TRECHO DO TEXTO:
Em um panorama como esse, poderíamos sustentar facilmente que a consolidação de direitos subjetivos não poderia ser mais do que o normal no dia-a-dia da relação entre a Administração e o particular. Afinal, se a atividade administrativa está pautada na Lei, e esta última, como acima rememorado, por força de sua aplicação, gera situações ativas ao particular, não haveria como escapar ao reconhecimento de poderes e/ou faculdades a serem exercidas em detrimento do Poder Público.

Mas, “tal história seria esclarecedora, e até mesmo louvável, não fosse falsa” (BINENBOJM, 2008, p. 11). Se nos aprofundarmos nos detalhes, veremos antes que o direito administrativo hodierno mais teve sua gênese em uma perpetuação da autoridade e do poder do Antigo Regime, que da garantia de situações jurídicas ativas aos administrados. Vejamos.

Primeiramente, observe-se que após a eclosão da Revolução Francesa e a conseqüente tomada de poder pelos liberais, instaurou-se nos revolucionários o medo de que os Tribunais Judiciários recebessem com hostilidade a nova ordem de governo, suprimindo, assim, ampla margem de ação de suas autoridades administrativas ditas revolucionárias. Não se poderia permitir, por sua vez, que o julgamento das causas em que estivesse envolvido o aparato administrativo chegasse ao conhecimento do Tribunal Judiciário da época.

DADOS FORNECIDOS:
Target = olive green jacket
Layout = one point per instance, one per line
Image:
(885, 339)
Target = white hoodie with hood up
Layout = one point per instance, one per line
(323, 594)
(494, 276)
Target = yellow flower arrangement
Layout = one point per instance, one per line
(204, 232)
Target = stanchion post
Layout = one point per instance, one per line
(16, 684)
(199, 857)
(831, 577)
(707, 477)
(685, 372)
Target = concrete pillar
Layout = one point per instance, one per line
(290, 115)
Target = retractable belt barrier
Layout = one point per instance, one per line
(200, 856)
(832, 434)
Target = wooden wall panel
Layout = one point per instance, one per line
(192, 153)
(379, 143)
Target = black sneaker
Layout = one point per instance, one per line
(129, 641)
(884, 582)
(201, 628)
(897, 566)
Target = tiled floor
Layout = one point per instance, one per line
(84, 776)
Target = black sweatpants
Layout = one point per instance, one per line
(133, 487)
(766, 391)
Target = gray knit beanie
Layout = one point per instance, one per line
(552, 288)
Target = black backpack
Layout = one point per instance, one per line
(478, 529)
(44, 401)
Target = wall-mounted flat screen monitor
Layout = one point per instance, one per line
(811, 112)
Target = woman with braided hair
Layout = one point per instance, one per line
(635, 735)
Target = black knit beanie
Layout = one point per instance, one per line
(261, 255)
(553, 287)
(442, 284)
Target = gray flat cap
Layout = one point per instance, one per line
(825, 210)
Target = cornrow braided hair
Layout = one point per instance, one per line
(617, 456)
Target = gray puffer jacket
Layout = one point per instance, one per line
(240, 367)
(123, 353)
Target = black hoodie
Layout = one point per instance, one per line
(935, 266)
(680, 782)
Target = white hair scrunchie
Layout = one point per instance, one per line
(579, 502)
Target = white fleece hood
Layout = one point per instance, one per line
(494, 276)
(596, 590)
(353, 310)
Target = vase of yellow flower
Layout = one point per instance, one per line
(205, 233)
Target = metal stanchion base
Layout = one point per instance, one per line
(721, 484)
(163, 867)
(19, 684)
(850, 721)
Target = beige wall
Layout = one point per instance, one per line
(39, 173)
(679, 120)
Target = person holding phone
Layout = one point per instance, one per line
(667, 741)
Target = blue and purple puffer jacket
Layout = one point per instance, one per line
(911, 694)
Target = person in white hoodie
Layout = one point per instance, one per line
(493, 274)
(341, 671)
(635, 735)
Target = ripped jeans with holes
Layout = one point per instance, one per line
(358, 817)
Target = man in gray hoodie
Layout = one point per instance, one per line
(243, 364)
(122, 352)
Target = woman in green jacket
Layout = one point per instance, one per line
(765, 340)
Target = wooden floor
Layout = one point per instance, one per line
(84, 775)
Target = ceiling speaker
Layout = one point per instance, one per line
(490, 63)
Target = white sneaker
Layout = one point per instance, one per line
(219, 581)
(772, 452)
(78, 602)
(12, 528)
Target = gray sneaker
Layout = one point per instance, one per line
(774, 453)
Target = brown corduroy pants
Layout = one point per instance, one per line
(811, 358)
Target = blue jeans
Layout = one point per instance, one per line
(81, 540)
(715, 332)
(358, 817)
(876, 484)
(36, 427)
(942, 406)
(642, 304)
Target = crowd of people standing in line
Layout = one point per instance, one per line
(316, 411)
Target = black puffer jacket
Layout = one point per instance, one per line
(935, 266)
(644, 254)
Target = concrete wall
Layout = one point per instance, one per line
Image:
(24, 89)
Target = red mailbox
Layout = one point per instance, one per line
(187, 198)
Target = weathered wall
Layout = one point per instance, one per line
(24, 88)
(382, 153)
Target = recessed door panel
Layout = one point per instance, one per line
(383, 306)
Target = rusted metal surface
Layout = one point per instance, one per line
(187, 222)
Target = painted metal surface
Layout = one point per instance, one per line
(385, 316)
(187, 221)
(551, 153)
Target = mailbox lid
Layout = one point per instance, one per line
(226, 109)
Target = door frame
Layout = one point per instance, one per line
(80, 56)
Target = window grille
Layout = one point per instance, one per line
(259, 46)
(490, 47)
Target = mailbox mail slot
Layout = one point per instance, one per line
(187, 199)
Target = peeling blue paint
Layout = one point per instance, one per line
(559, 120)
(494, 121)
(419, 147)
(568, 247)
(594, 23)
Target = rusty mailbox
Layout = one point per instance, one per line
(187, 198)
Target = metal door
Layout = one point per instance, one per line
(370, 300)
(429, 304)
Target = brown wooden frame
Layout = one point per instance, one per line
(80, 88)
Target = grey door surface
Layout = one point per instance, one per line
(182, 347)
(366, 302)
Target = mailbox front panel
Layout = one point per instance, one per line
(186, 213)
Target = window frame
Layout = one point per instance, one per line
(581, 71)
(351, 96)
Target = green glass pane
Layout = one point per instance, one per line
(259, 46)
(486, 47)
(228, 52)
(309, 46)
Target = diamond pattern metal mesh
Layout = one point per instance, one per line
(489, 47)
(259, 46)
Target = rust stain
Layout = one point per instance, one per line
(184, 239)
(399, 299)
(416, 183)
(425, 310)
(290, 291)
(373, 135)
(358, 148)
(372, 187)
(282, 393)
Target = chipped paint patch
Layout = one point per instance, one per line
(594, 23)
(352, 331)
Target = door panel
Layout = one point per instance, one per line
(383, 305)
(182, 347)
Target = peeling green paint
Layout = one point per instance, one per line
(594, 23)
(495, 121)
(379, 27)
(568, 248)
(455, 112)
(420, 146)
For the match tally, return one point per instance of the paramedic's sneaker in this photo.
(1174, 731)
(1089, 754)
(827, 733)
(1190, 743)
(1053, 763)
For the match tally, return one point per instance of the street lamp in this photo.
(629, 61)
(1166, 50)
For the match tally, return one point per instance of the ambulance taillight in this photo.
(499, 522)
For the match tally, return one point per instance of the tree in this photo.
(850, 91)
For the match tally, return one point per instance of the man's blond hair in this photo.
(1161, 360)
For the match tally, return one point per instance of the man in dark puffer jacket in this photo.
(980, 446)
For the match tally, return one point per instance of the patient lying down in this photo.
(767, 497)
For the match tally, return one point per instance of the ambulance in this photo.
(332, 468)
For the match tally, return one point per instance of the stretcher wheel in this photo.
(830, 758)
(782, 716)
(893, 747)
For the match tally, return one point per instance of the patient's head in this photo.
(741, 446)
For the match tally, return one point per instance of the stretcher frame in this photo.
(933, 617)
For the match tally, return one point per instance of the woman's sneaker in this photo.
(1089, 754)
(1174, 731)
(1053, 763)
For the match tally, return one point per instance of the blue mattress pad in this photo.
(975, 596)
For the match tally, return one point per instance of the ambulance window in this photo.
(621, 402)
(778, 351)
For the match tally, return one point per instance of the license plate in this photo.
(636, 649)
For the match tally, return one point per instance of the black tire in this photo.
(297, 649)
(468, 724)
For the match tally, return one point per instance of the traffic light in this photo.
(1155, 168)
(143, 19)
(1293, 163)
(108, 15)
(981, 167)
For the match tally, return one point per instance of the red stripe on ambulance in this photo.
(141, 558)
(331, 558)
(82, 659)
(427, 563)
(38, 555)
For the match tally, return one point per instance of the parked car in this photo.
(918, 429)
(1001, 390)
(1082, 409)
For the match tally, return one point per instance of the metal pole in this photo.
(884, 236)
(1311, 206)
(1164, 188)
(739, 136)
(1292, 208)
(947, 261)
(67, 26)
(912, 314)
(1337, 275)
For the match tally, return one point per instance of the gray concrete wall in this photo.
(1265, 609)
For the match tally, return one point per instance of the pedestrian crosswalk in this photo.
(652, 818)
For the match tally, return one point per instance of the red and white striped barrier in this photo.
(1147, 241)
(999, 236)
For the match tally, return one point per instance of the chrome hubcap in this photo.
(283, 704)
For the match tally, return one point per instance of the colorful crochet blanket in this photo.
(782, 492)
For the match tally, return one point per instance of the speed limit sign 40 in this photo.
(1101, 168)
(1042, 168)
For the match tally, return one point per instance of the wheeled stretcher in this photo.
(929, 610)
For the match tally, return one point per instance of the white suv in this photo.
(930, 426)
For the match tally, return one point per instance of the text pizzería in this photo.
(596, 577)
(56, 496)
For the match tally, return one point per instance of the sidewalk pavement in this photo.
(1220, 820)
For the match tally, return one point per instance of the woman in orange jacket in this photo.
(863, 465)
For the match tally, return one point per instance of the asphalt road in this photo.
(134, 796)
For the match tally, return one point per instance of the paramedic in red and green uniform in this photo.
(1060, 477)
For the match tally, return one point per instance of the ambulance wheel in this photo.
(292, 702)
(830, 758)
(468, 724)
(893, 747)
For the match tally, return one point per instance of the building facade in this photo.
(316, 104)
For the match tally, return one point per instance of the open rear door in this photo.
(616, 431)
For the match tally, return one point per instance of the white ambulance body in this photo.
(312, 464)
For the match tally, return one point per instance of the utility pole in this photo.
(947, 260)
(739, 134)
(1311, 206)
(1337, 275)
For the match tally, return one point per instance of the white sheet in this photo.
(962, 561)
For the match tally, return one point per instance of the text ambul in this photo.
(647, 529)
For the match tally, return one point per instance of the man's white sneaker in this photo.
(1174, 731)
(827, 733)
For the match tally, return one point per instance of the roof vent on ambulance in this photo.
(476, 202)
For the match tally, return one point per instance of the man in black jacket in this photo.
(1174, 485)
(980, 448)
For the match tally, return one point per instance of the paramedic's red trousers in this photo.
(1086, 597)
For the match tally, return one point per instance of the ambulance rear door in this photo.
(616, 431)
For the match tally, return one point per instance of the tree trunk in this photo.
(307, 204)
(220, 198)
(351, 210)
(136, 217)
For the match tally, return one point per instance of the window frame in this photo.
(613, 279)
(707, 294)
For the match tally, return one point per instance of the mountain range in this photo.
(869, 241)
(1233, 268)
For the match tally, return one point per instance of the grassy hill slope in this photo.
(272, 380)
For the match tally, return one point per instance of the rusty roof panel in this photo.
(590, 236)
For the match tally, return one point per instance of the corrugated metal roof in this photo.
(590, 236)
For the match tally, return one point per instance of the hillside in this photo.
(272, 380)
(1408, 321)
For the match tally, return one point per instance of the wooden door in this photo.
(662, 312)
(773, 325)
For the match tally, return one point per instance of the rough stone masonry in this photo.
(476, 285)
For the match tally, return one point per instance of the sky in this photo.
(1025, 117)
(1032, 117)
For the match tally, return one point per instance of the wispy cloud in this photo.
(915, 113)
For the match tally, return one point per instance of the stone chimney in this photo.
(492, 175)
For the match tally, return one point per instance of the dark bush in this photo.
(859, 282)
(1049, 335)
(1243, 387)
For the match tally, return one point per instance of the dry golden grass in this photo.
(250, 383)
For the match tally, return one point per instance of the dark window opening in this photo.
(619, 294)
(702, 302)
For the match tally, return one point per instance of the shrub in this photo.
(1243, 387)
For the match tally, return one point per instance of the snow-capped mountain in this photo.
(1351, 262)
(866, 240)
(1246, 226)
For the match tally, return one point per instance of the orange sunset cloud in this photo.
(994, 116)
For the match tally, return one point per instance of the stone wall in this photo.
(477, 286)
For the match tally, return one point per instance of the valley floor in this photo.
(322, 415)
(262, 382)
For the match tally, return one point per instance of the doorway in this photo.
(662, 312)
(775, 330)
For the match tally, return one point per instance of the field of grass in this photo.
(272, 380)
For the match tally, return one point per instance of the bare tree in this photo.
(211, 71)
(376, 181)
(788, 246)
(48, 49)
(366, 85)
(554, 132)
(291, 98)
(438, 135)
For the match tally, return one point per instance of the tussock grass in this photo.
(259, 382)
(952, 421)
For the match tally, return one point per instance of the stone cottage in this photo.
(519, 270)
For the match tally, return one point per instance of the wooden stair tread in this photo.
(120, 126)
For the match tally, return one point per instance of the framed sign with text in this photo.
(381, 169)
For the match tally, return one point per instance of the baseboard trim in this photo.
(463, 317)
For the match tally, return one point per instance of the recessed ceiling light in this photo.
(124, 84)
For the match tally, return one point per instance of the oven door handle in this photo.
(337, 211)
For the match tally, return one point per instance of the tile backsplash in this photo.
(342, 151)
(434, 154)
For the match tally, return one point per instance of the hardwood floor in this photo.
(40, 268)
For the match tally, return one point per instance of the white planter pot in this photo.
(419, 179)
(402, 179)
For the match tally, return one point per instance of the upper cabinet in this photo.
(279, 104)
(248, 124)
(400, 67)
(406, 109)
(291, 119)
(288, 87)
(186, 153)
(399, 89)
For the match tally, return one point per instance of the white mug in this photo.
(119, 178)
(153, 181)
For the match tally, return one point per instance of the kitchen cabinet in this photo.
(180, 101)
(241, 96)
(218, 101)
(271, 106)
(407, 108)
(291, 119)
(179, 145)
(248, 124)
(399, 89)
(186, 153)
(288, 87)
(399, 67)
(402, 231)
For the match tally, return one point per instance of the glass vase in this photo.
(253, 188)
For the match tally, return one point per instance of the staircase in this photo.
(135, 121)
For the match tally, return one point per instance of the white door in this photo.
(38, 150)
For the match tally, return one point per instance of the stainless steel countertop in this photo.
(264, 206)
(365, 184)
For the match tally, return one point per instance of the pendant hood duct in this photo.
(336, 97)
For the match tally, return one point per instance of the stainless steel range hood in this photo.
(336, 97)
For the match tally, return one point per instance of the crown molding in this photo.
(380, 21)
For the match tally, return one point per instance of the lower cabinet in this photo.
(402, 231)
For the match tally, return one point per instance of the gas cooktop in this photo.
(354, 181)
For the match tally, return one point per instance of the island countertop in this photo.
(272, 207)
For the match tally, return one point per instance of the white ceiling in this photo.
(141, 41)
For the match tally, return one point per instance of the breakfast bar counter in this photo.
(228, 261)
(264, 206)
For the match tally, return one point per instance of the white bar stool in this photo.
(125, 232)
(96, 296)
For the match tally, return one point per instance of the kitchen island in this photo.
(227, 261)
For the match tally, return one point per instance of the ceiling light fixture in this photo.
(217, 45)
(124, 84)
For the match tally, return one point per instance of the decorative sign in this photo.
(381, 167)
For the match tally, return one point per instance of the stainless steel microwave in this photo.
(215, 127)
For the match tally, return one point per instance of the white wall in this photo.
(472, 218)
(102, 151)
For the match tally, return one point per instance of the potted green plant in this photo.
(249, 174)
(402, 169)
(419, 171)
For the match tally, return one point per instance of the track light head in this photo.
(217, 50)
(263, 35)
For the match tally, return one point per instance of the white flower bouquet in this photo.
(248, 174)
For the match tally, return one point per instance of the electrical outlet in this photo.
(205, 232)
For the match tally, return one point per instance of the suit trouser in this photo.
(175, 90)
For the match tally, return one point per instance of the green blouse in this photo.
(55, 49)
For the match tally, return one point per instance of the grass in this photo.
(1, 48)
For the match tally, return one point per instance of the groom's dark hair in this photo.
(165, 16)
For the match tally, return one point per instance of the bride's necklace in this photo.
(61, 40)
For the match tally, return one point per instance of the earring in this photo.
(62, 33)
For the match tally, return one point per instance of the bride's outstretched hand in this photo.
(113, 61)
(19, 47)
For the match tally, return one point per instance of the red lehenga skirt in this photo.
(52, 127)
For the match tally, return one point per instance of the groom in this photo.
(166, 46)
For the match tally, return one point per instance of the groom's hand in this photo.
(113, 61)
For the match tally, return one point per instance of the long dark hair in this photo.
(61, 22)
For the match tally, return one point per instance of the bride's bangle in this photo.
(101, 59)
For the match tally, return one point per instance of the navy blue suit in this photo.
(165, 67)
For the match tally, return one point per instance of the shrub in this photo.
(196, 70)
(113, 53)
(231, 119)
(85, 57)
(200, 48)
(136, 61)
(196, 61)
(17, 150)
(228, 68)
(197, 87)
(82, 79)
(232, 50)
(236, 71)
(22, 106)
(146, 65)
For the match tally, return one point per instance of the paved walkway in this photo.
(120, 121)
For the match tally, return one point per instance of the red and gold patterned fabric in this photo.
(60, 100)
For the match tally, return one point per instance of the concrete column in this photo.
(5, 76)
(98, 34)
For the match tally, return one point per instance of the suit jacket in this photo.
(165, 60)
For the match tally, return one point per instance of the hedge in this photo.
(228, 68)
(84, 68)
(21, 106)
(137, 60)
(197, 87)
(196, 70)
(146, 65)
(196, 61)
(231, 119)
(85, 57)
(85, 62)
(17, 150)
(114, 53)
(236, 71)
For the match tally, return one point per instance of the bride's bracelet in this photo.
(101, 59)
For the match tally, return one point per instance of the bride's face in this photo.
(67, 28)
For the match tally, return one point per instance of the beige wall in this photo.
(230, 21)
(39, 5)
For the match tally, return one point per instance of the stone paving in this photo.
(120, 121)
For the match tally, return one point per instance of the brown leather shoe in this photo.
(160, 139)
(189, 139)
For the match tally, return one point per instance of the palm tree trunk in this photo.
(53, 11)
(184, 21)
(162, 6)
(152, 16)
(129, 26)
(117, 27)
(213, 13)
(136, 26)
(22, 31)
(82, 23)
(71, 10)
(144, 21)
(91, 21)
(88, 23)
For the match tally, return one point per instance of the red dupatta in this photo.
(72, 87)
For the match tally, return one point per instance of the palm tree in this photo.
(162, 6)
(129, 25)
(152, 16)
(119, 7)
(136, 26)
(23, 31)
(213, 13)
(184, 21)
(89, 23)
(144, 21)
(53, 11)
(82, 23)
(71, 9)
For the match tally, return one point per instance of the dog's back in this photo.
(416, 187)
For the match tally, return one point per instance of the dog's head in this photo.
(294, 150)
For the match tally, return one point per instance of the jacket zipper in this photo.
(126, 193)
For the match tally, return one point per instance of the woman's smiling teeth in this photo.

OBJETIVO 1:
Reescreva o trecho sobre direito administrativo desde "Em um panorama" até "aos administrados. Vejamos.", inclusive, trocando "Poder Público" por "Estado".
OBJETIVO 2:
Segundo o trecho sobre direito administrativo, que medo surgiu nos revolucionários após a Revolução Francesa?
OBJETIVO 3:
Liste todas as formas verbais conjugadas na primeira pessoa do plural que aparecem no trecho sobre direito administrativo.
Os itens não têm relação com o trecho sobre direito administrativo.

RESULTADO DO EXERCÍCIO 1:
Em um panorama como esse, poderíamos sustentar facilmente que a consolidação de direitos subjetivos não poderia ser mais do que o normal no dia-a-dia da relação entre a Administração e o particular. Afinal, se a atividade administrativa está pautada na Lei, e esta última, como acima rememorado, por força de sua aplicação, gera situações ativas ao particular, não haveria como escapar ao reconhecimento de poderes e/ou faculdades a serem exercidas em detrimento do Estado.

Mas, “tal história seria esclarecedora, e até mesmo louvável, não fosse falsa” (BINENBOJM, 2008, p. 11). Se nos aprofundarmos nos detalhes, veremos antes que o direito administrativo hodierno mais teve sua gênese em uma perpetuação da autoridade e do poder do Antigo Regime, que da garantia de situações jurídicas ativas aos administrados. Vejamos.

RESULTADO DO EXERCÍCIO 2:
O medo de que os Tribunais Judiciários recebessem com hostilidade a nova ordem de governo.

RESULTADO DO EXERCÍCIO 3:
poderíamos, aprofundarmos, veremos, Vejamos